Convert every line of the records below into a JSON list of strings, one string per line, with blank lines skipped. Leave the pictures out of the list.

:::::

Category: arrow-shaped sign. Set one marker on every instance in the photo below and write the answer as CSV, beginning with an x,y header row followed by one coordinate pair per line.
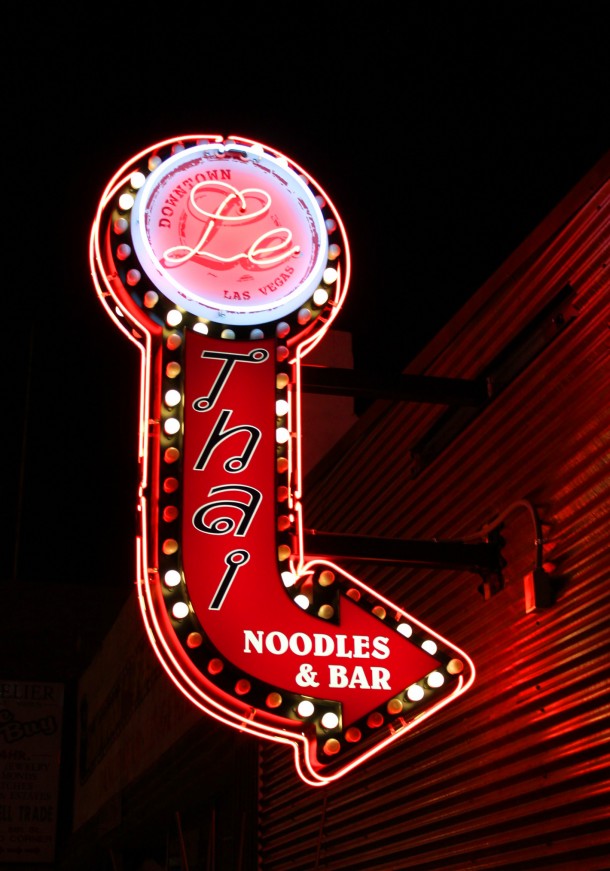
x,y
225,264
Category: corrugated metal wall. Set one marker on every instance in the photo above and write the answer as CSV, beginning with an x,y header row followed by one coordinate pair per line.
x,y
515,774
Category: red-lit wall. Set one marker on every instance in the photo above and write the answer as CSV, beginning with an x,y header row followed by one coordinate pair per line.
x,y
516,775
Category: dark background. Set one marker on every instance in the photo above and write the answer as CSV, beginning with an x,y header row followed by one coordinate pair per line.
x,y
443,133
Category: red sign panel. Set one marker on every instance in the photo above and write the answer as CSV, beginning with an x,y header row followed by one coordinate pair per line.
x,y
225,263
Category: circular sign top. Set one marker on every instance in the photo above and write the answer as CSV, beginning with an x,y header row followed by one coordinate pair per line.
x,y
230,234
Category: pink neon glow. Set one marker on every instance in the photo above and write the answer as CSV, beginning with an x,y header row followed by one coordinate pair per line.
x,y
266,248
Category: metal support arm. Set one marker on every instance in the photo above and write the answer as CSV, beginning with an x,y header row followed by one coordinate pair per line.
x,y
479,557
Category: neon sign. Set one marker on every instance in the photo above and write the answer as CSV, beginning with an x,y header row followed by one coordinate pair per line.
x,y
225,264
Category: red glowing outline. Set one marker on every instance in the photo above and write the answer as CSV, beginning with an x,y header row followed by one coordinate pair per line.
x,y
147,577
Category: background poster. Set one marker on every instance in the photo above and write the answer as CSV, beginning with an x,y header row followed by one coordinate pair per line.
x,y
30,745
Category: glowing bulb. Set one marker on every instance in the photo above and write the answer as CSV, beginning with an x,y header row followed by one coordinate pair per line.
x,y
330,720
304,316
180,610
415,693
172,578
126,202
137,180
326,578
173,317
171,426
320,296
172,397
305,708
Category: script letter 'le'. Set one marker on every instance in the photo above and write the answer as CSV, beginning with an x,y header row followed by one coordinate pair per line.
x,y
225,264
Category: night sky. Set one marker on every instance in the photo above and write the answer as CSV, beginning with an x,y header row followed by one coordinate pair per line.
x,y
443,138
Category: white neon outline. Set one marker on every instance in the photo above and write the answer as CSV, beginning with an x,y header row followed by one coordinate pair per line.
x,y
147,576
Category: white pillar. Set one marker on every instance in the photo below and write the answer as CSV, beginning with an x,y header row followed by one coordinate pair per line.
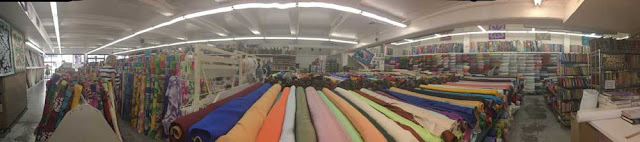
x,y
467,43
567,44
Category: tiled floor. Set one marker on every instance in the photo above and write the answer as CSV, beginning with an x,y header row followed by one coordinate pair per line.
x,y
534,122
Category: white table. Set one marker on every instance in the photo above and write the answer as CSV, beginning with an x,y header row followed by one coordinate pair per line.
x,y
616,129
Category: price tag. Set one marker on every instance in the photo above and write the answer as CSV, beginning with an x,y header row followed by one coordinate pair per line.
x,y
609,84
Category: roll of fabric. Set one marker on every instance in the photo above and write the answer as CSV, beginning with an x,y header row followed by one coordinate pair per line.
x,y
379,127
77,92
427,119
173,103
327,126
272,126
288,134
368,132
389,125
467,113
346,124
180,127
218,122
423,133
304,129
470,104
247,128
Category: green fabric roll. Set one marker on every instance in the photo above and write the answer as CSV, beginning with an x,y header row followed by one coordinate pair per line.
x,y
424,133
375,123
353,133
305,132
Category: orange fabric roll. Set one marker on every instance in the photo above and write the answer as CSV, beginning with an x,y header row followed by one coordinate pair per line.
x,y
368,132
272,126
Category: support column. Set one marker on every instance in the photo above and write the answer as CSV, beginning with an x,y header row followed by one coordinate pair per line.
x,y
467,44
567,44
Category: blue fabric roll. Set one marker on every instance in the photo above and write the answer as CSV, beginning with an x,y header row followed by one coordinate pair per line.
x,y
465,112
221,120
494,98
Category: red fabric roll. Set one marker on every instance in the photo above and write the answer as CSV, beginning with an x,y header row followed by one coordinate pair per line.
x,y
185,122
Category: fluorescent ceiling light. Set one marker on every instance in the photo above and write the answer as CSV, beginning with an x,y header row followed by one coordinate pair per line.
x,y
343,41
537,2
260,5
265,5
169,22
224,39
290,38
28,43
481,28
56,24
247,38
371,15
311,38
208,12
329,6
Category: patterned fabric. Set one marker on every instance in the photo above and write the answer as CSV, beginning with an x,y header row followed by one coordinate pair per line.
x,y
6,58
19,53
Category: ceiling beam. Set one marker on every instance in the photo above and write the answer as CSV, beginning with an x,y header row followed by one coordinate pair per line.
x,y
294,24
247,20
213,27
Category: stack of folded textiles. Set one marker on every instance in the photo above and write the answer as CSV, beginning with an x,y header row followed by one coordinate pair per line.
x,y
616,100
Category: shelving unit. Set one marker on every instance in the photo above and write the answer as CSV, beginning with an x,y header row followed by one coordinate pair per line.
x,y
616,65
566,93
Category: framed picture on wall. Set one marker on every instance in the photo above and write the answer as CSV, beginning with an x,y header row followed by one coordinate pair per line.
x,y
6,56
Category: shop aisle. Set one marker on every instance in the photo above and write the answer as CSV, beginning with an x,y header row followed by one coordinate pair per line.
x,y
22,131
535,122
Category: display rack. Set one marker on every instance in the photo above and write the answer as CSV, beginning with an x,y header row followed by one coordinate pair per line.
x,y
566,93
615,65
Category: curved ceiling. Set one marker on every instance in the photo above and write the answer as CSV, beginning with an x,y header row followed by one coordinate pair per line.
x,y
87,25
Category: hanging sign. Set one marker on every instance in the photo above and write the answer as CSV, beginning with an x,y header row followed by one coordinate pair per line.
x,y
497,28
363,56
609,84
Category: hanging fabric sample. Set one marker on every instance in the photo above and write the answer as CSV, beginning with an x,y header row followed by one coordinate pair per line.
x,y
6,58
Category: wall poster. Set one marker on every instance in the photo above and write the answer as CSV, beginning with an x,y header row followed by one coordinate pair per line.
x,y
6,63
19,53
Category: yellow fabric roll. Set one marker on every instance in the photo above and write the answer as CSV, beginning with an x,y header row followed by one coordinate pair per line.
x,y
478,105
77,92
247,128
474,91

:::::

◆ The solution ◆
[
  "Category: arrow-shaped sign. Set one marker on every instance in the photo below and write the answer as CSV, beginning with an x,y header row followed by one coordinate pair per line.",
  "x,y",
  "225,264",
  "Category: corrugated metal wall. Set one marker on every instance in the photo above and write the answer as CSV, beginning with an x,y header row followed by one coordinate pair per line.",
  "x,y",
  "515,774",
  "Category: red-lit wall. Set one marker on every instance in the photo above and write the answer as CSV, beginning with an x,y header row followed by one coordinate pair per line.",
  "x,y",
  "516,775",
  "Category: dark background. Set one marker on every instance in the photo above and write the answer as CSV, beginning with an x,y header row followed by one coordinate pair per line.",
  "x,y",
  "443,133",
  "Category: red sign panel. Set one marker on every instance in the photo above and write the answer as CSV, beginning with an x,y header row followed by one coordinate pair per line.",
  "x,y",
  "225,263",
  "Category: circular sign top. Set one marker on every instance in the photo above and write the answer as CSV, beginning with an x,y header row followed by one coordinate pair per line.",
  "x,y",
  "230,234",
  "Category: pink neon glow. Set one marker on every instance in the photo above and write the answer as CSV, beginning with an x,y header row followed by one coordinate pair per line.",
  "x,y",
  "266,248",
  "Category: metal support arm. Set one marker on every instance in the photo above and write the answer as CSV, beginning with an x,y header row followed by one coordinate pair per line.",
  "x,y",
  "479,557",
  "Category: neon sign. Set one marker on every instance in the photo above and write the answer as CSV, beginning with an x,y header row followed by one coordinate pair per line.",
  "x,y",
  "225,264",
  "Category: red glowing outline. Set one marker on every instance in the photo above and write the answer as CSV, beginning with an x,y header row followed by one coordinate pair per line.",
  "x,y",
  "147,577",
  "Category: background poster. Set one marker on every instance in the photo above and write the answer as CSV, beginning with an x,y header row followed by one coordinate pair per line.",
  "x,y",
  "30,745",
  "Category: glowing bulb. Set one marker on every instance in the photo above and write the answer as CSV, beginning with an x,y header row followed by one coordinate pair per line.",
  "x,y",
  "330,720",
  "304,316",
  "180,610",
  "415,693",
  "172,578",
  "126,202",
  "137,180",
  "326,578",
  "173,317",
  "171,426",
  "320,296",
  "172,397",
  "305,708",
  "Category: script letter 'le'. Set one marker on every instance in the photo above and write the answer as CSV, beginning with an x,y header row followed by one coordinate pair per line.",
  "x,y",
  "225,264",
  "Category: night sky. Set one marker on every instance in the photo above and write the answer as CSV, beginning with an x,y header row followed by one coordinate pair per line.",
  "x,y",
  "443,138",
  "Category: white neon outline. Set one marker on every instance in the photo above and write the answer as CSV, beginning with an x,y header row followed by one coordinate pair per line.",
  "x,y",
  "147,576",
  "Category: white pillar. Set one marker on every instance in the photo below and write the answer as CSV, beginning with an x,y header row followed by one coordinate pair per line.",
  "x,y",
  "467,43",
  "567,44",
  "Category: tiled floor. Set one marker on every instance in the photo above and write the answer as CSV, beginning with an x,y header row followed by one coordinate pair per line.",
  "x,y",
  "534,122",
  "Category: white table. Set one marker on every instance in the photo above and write the answer as CSV, beginning with an x,y header row followed by one coordinate pair per line.",
  "x,y",
  "616,129",
  "Category: price tag. Set one marker on every instance in the photo above and write the answer as CSV, beginning with an x,y header row followed by one coordinate pair per line.",
  "x,y",
  "609,84",
  "Category: roll of fabric. Set one marker on every instance in the photo above and write the answer as CSV, beginning with an x,y header row followed by one coordinate pair per line.",
  "x,y",
  "379,127",
  "77,92",
  "427,119",
  "173,103",
  "327,126",
  "272,126",
  "288,134",
  "368,132",
  "389,125",
  "467,113",
  "346,124",
  "180,127",
  "218,122",
  "423,133",
  "304,129",
  "470,104",
  "247,128",
  "Category: green fabric roll. Set one marker on every instance in the photo above and write the answer as CSV, beginning with an x,y header row followed by one coordinate pair per line.",
  "x,y",
  "424,133",
  "375,123",
  "353,133",
  "305,132",
  "Category: orange fabric roll. Set one marker on every instance in the photo above and write the answer as CSV, beginning with an x,y header row followed by one coordinate pair per line.",
  "x,y",
  "368,132",
  "272,126",
  "Category: support column. Set one marker on every instance in the photo above and write the answer as CSV, beginning with an x,y header row followed by one coordinate pair per line.",
  "x,y",
  "467,44",
  "567,44",
  "Category: blue fabric roll. Set one marker on every instance in the photo above and write the answer as CSV, beginning with an x,y header row followed by one coordinate pair per line.",
  "x,y",
  "465,112",
  "221,120",
  "494,98",
  "Category: red fabric roll. Set one marker on every instance in the photo above and write the answer as CSV, beginning with an x,y header row followed by one coordinate pair per line.",
  "x,y",
  "185,122",
  "Category: fluorescent ceiling light. Set one marker on every instance in the photo above and write the answer as CSV, beginning with an x,y header row followed by one coordinate pair per line.",
  "x,y",
  "343,41",
  "537,2",
  "260,5",
  "265,5",
  "169,22",
  "224,39",
  "290,38",
  "28,43",
  "481,28",
  "56,24",
  "247,38",
  "371,15",
  "311,38",
  "208,12",
  "329,6",
  "Category: patterned fabric. Set one marker on every instance in the photo above and write the answer as CSV, beginning with an x,y header row followed by one coordinate pair per line.",
  "x,y",
  "6,58",
  "19,53",
  "Category: ceiling beam. Set one marker on every instance in the photo above and write the answer as CSV, beginning with an x,y header row followed by one coordinate pair per line.",
  "x,y",
  "294,24",
  "247,20",
  "213,27",
  "Category: stack of folded textiles. Set one marker on every instance in the photo above and write the answer as CSV, beginning with an x,y header row followed by one coordinate pair per line.",
  "x,y",
  "616,100",
  "Category: shelving unit. Set one marker on every instance in the photo above and write the answer as CSV, beginning with an x,y header row followed by one coordinate pair per line.",
  "x,y",
  "616,65",
  "566,93",
  "Category: framed picture on wall. Set one marker on every instance in the photo above and write the answer as CSV, beginning with an x,y header row followed by one coordinate pair per line.",
  "x,y",
  "6,56",
  "Category: shop aisle. Set one marker on every instance in the photo above and write the answer as CSV, beginning with an x,y header row followed by one coordinate pair per line.",
  "x,y",
  "22,131",
  "535,122",
  "Category: display rack. Set one marker on every instance in the photo above and write the answer as CSV, beginning with an x,y header row followed by one coordinate pair per line.",
  "x,y",
  "566,93",
  "615,65",
  "Category: curved ceiling. Set one marker on every instance in the photo above and write the answer as CSV, beginning with an x,y header row followed by one coordinate pair per line.",
  "x,y",
  "87,25",
  "Category: hanging sign. Set one marker on every instance in the photo above and write the answer as CSV, beginning with an x,y header row followed by one coordinate pair per line.",
  "x,y",
  "497,28",
  "363,56",
  "609,84",
  "Category: hanging fabric sample. Set one marker on every instance in the photo above and write the answer as CSV, beginning with an x,y header row followed by one coordinate pair per line.",
  "x,y",
  "6,58",
  "Category: wall poster. Set one marker on every instance in the photo above and write the answer as CSV, beginning with an x,y header row followed by one coordinate pair per line.",
  "x,y",
  "6,63",
  "19,53",
  "Category: yellow fabric roll. Set one marker on every instance in the photo above and write the answer as CSV, beginning with an x,y header row followed by one coordinate pair per line.",
  "x,y",
  "478,105",
  "77,92",
  "247,128",
  "474,91"
]